Substitute "bounding box" for every occurrence of "rectangle" in the material below, leaving everything else unchanged. Omit the pictures from your answer.
________________________________________
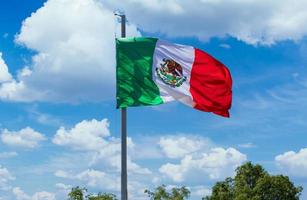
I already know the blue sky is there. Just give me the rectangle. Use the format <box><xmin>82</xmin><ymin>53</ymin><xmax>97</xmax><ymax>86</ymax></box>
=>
<box><xmin>0</xmin><ymin>0</ymin><xmax>307</xmax><ymax>200</ymax></box>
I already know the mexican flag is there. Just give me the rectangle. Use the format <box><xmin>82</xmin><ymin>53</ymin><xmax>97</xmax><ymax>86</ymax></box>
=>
<box><xmin>116</xmin><ymin>37</ymin><xmax>232</xmax><ymax>117</ymax></box>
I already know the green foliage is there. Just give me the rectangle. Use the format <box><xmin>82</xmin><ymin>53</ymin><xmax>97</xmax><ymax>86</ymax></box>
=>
<box><xmin>88</xmin><ymin>193</ymin><xmax>117</xmax><ymax>200</ymax></box>
<box><xmin>145</xmin><ymin>185</ymin><xmax>190</xmax><ymax>200</ymax></box>
<box><xmin>68</xmin><ymin>186</ymin><xmax>86</xmax><ymax>200</ymax></box>
<box><xmin>203</xmin><ymin>162</ymin><xmax>303</xmax><ymax>200</ymax></box>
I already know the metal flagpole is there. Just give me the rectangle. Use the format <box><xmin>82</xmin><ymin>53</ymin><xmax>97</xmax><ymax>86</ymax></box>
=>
<box><xmin>115</xmin><ymin>14</ymin><xmax>128</xmax><ymax>200</ymax></box>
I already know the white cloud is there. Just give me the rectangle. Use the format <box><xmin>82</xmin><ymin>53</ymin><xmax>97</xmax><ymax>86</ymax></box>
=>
<box><xmin>31</xmin><ymin>191</ymin><xmax>55</xmax><ymax>200</ymax></box>
<box><xmin>238</xmin><ymin>142</ymin><xmax>257</xmax><ymax>149</ymax></box>
<box><xmin>275</xmin><ymin>148</ymin><xmax>307</xmax><ymax>177</ymax></box>
<box><xmin>12</xmin><ymin>187</ymin><xmax>31</xmax><ymax>200</ymax></box>
<box><xmin>52</xmin><ymin>119</ymin><xmax>151</xmax><ymax>174</ymax></box>
<box><xmin>159</xmin><ymin>135</ymin><xmax>213</xmax><ymax>158</ymax></box>
<box><xmin>55</xmin><ymin>169</ymin><xmax>120</xmax><ymax>191</ymax></box>
<box><xmin>0</xmin><ymin>127</ymin><xmax>46</xmax><ymax>148</ymax></box>
<box><xmin>52</xmin><ymin>119</ymin><xmax>110</xmax><ymax>151</ymax></box>
<box><xmin>159</xmin><ymin>148</ymin><xmax>246</xmax><ymax>182</ymax></box>
<box><xmin>0</xmin><ymin>165</ymin><xmax>15</xmax><ymax>190</ymax></box>
<box><xmin>12</xmin><ymin>187</ymin><xmax>56</xmax><ymax>200</ymax></box>
<box><xmin>0</xmin><ymin>52</ymin><xmax>12</xmax><ymax>83</ymax></box>
<box><xmin>103</xmin><ymin>0</ymin><xmax>307</xmax><ymax>45</ymax></box>
<box><xmin>0</xmin><ymin>0</ymin><xmax>139</xmax><ymax>102</ymax></box>
<box><xmin>0</xmin><ymin>151</ymin><xmax>18</xmax><ymax>159</ymax></box>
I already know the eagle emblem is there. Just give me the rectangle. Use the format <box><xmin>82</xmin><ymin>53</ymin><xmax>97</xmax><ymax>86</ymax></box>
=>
<box><xmin>156</xmin><ymin>58</ymin><xmax>187</xmax><ymax>87</ymax></box>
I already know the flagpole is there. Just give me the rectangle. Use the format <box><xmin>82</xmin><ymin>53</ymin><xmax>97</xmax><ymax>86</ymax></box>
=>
<box><xmin>115</xmin><ymin>14</ymin><xmax>128</xmax><ymax>200</ymax></box>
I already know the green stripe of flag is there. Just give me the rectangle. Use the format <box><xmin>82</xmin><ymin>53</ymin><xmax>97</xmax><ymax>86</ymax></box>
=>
<box><xmin>116</xmin><ymin>38</ymin><xmax>163</xmax><ymax>108</ymax></box>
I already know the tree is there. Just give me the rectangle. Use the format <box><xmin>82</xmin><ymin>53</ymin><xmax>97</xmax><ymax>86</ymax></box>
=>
<box><xmin>145</xmin><ymin>185</ymin><xmax>190</xmax><ymax>200</ymax></box>
<box><xmin>203</xmin><ymin>162</ymin><xmax>303</xmax><ymax>200</ymax></box>
<box><xmin>68</xmin><ymin>186</ymin><xmax>87</xmax><ymax>200</ymax></box>
<box><xmin>88</xmin><ymin>193</ymin><xmax>117</xmax><ymax>200</ymax></box>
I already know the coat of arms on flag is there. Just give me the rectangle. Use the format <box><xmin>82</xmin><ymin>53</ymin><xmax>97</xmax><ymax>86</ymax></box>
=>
<box><xmin>156</xmin><ymin>58</ymin><xmax>187</xmax><ymax>87</ymax></box>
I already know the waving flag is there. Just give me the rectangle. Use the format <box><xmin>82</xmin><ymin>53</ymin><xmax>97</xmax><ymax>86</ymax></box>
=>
<box><xmin>116</xmin><ymin>38</ymin><xmax>232</xmax><ymax>117</ymax></box>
________________________________________
# Reply to the task
I already know the blue sky is there. Just give me the bounding box. Use the format <box><xmin>82</xmin><ymin>53</ymin><xmax>97</xmax><ymax>86</ymax></box>
=>
<box><xmin>0</xmin><ymin>0</ymin><xmax>307</xmax><ymax>200</ymax></box>
I already know the mexican flag is there. Just give me the bounding box. Use the format <box><xmin>82</xmin><ymin>53</ymin><xmax>97</xmax><ymax>86</ymax></box>
=>
<box><xmin>116</xmin><ymin>37</ymin><xmax>232</xmax><ymax>117</ymax></box>
I already know the green foliage is there. Just give me the bounding box. Use the format <box><xmin>82</xmin><ymin>53</ymin><xmax>97</xmax><ymax>86</ymax></box>
=>
<box><xmin>88</xmin><ymin>193</ymin><xmax>117</xmax><ymax>200</ymax></box>
<box><xmin>145</xmin><ymin>185</ymin><xmax>190</xmax><ymax>200</ymax></box>
<box><xmin>68</xmin><ymin>186</ymin><xmax>86</xmax><ymax>200</ymax></box>
<box><xmin>203</xmin><ymin>162</ymin><xmax>303</xmax><ymax>200</ymax></box>
I already know the metal flagpole is there. Just give me the bounding box. Use the format <box><xmin>82</xmin><ymin>53</ymin><xmax>97</xmax><ymax>86</ymax></box>
=>
<box><xmin>115</xmin><ymin>14</ymin><xmax>128</xmax><ymax>200</ymax></box>
I already know the white cloud is there. Just give me the bounding box. Use the format <box><xmin>82</xmin><ymin>53</ymin><xmax>97</xmax><ymax>86</ymax></box>
=>
<box><xmin>31</xmin><ymin>191</ymin><xmax>55</xmax><ymax>200</ymax></box>
<box><xmin>238</xmin><ymin>142</ymin><xmax>257</xmax><ymax>149</ymax></box>
<box><xmin>275</xmin><ymin>148</ymin><xmax>307</xmax><ymax>177</ymax></box>
<box><xmin>12</xmin><ymin>187</ymin><xmax>31</xmax><ymax>200</ymax></box>
<box><xmin>52</xmin><ymin>119</ymin><xmax>151</xmax><ymax>174</ymax></box>
<box><xmin>159</xmin><ymin>135</ymin><xmax>213</xmax><ymax>158</ymax></box>
<box><xmin>55</xmin><ymin>169</ymin><xmax>120</xmax><ymax>191</ymax></box>
<box><xmin>0</xmin><ymin>127</ymin><xmax>46</xmax><ymax>148</ymax></box>
<box><xmin>52</xmin><ymin>119</ymin><xmax>110</xmax><ymax>151</ymax></box>
<box><xmin>159</xmin><ymin>148</ymin><xmax>246</xmax><ymax>182</ymax></box>
<box><xmin>0</xmin><ymin>165</ymin><xmax>15</xmax><ymax>190</ymax></box>
<box><xmin>12</xmin><ymin>187</ymin><xmax>56</xmax><ymax>200</ymax></box>
<box><xmin>0</xmin><ymin>52</ymin><xmax>12</xmax><ymax>83</ymax></box>
<box><xmin>103</xmin><ymin>0</ymin><xmax>307</xmax><ymax>45</ymax></box>
<box><xmin>0</xmin><ymin>0</ymin><xmax>139</xmax><ymax>102</ymax></box>
<box><xmin>0</xmin><ymin>151</ymin><xmax>18</xmax><ymax>159</ymax></box>
I already know the eagle emblem is there. Just give me the bounding box. Use the format <box><xmin>82</xmin><ymin>53</ymin><xmax>97</xmax><ymax>86</ymax></box>
=>
<box><xmin>156</xmin><ymin>58</ymin><xmax>187</xmax><ymax>87</ymax></box>
I already know the flagpole is there. Just give me the bounding box. Use the format <box><xmin>82</xmin><ymin>53</ymin><xmax>97</xmax><ymax>86</ymax></box>
=>
<box><xmin>115</xmin><ymin>14</ymin><xmax>128</xmax><ymax>200</ymax></box>
I already know the green stripe of flag is there. Just give me the bounding box. Use the format <box><xmin>82</xmin><ymin>53</ymin><xmax>97</xmax><ymax>86</ymax></box>
=>
<box><xmin>116</xmin><ymin>38</ymin><xmax>163</xmax><ymax>108</ymax></box>
I already know the tree is there. Just give me the bounding box. Use the format <box><xmin>82</xmin><ymin>53</ymin><xmax>97</xmax><ymax>86</ymax></box>
=>
<box><xmin>145</xmin><ymin>185</ymin><xmax>190</xmax><ymax>200</ymax></box>
<box><xmin>203</xmin><ymin>162</ymin><xmax>303</xmax><ymax>200</ymax></box>
<box><xmin>68</xmin><ymin>186</ymin><xmax>87</xmax><ymax>200</ymax></box>
<box><xmin>88</xmin><ymin>193</ymin><xmax>117</xmax><ymax>200</ymax></box>
I already know the coat of arms on flag is there. Just give me the bounding box. Use the format <box><xmin>82</xmin><ymin>53</ymin><xmax>97</xmax><ymax>86</ymax></box>
=>
<box><xmin>156</xmin><ymin>58</ymin><xmax>187</xmax><ymax>87</ymax></box>
I already know the waving flag is there. Just give me the bounding box. Use the format <box><xmin>82</xmin><ymin>53</ymin><xmax>97</xmax><ymax>86</ymax></box>
=>
<box><xmin>116</xmin><ymin>38</ymin><xmax>232</xmax><ymax>117</ymax></box>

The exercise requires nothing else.